_Work instruction_: Could the data below be printed out exactly, with the pictures left out?

*** Provided material Section Begins ***

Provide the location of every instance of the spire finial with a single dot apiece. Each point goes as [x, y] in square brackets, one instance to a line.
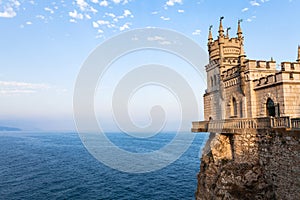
[227, 31]
[221, 30]
[210, 38]
[239, 32]
[298, 60]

*** Provided material Section Ends ***

_Your solution_:
Provide the location of every instance of the spire finial with a single dot apiece. Each point goes as [x, y] in square brackets, one instance to a line.
[227, 31]
[221, 30]
[210, 38]
[239, 32]
[298, 60]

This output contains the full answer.